SOURCE PASSAGE:
It’s just beginning to be light when I catch the bus from Sausalito into San Francisco for work and yet I always take a seat on the bay side of the bus so that I can drink in the view of the Golden Gate Bridge and of the boats on the water. There’s an unspoken rule of quiet on the bus and the silence is velvety as we ease into the city.
Walking along Sutter Street to my office I often see a woman in a wheelchair covered by a blanket, her wheelchair parked in the shelter of a shop entrance. Later one day I saw this woman greeting customers as they emerged from a convenience store and so I gave her some money and asked her about her story.
“I’m Judy. My husband and I came here from Winwood (Odessa, Texas) as we heard about a job here but it fell through and now we don’t have enough money to get back. We don’t have enough warm clothes or food and we need to save up enough to try and get back home. I’m here and my husband sleeps in another shop entrance when he can.”

INFORMATION SUPPLIED:

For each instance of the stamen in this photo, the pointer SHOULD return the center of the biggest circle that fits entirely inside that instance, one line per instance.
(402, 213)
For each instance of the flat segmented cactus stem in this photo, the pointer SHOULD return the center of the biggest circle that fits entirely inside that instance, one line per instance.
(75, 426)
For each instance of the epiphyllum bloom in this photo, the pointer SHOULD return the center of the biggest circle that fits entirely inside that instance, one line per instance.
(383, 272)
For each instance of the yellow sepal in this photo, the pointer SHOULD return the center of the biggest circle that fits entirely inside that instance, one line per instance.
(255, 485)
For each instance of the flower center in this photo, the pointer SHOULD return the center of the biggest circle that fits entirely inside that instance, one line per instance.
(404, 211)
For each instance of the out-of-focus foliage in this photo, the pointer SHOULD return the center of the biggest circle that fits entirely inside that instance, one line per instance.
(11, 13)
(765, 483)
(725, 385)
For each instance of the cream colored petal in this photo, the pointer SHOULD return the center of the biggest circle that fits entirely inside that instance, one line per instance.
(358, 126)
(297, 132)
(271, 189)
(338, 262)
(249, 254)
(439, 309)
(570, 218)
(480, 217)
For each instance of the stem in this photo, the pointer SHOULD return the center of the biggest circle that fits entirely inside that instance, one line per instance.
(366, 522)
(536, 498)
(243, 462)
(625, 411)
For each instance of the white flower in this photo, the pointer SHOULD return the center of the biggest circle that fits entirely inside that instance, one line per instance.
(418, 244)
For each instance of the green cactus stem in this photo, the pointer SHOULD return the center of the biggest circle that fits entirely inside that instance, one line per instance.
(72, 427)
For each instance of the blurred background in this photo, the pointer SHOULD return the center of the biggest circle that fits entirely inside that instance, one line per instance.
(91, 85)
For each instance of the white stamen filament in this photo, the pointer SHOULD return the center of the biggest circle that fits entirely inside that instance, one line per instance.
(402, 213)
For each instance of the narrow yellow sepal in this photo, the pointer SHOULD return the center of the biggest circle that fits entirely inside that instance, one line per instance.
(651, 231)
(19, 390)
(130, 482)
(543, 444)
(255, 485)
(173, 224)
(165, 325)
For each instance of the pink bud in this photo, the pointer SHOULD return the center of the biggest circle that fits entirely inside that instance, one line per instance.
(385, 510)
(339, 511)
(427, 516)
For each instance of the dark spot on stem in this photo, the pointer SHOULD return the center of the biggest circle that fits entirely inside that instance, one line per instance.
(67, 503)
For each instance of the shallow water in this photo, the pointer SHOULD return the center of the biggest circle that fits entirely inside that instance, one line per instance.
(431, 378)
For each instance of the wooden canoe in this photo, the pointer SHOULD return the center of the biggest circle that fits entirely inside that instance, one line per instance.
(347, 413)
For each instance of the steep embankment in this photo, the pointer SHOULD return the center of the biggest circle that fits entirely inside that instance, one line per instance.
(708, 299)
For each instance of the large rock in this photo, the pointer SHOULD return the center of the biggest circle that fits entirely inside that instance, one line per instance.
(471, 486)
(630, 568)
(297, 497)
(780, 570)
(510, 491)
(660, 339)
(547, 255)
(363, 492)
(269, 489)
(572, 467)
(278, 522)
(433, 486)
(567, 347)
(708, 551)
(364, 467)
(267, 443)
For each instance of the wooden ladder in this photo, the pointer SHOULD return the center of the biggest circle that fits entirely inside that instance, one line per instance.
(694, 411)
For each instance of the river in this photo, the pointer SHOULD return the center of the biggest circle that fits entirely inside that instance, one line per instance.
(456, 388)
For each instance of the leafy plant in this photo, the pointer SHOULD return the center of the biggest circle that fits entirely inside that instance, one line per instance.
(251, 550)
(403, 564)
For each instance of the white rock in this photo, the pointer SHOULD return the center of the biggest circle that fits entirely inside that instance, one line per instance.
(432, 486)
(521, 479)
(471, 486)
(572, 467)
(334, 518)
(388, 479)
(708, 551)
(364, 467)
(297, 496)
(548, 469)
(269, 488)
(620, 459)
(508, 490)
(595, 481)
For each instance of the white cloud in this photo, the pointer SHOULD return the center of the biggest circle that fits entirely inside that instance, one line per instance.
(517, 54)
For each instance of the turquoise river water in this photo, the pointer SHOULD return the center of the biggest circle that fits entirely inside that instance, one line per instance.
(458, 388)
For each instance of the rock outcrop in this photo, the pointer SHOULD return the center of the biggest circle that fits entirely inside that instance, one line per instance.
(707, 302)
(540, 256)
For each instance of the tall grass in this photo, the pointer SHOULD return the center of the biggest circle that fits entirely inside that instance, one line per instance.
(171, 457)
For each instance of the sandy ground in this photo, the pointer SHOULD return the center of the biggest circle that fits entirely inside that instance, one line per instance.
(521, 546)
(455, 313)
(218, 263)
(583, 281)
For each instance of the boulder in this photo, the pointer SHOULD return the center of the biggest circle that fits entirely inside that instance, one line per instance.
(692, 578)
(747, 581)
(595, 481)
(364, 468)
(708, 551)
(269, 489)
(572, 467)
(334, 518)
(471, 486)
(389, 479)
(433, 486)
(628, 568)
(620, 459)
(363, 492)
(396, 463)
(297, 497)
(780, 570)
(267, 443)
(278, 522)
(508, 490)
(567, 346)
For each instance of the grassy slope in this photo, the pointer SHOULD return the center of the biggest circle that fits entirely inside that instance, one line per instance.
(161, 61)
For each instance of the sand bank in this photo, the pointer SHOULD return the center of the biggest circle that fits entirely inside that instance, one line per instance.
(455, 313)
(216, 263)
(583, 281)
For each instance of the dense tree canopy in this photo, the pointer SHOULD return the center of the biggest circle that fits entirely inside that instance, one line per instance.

EXERCISE DETAILS:
Reproduce the San Francisco commute passage in full, word for word.

SOLUTION TO THIS EXERCISE:
It’s just beginning to be light when I catch the bus from Sausalito into San Francisco for work and yet I always take a seat on the bay side of the bus so that I can drink in the view of the Golden Gate Bridge and of the boats on the water. There’s an unspoken rule of quiet on the bus and the silence is velvety as we ease into the city.
Walking along Sutter Street to my office I often see a woman in a wheelchair covered by a blanket, her wheelchair parked in the shelter of a shop entrance. Later one day I saw this woman greeting customers as they emerged from a convenience store and so I gave her some money and asked her about her story.
“I’m Judy. My husband and I came here from Winwood (Odessa, Texas) as we heard about a job here but it fell through and now we don’t have enough money to get back. We don’t have enough warm clothes or food and we need to save up enough to try and get back home. I’m here and my husband sleeps in another shop entrance when he can.”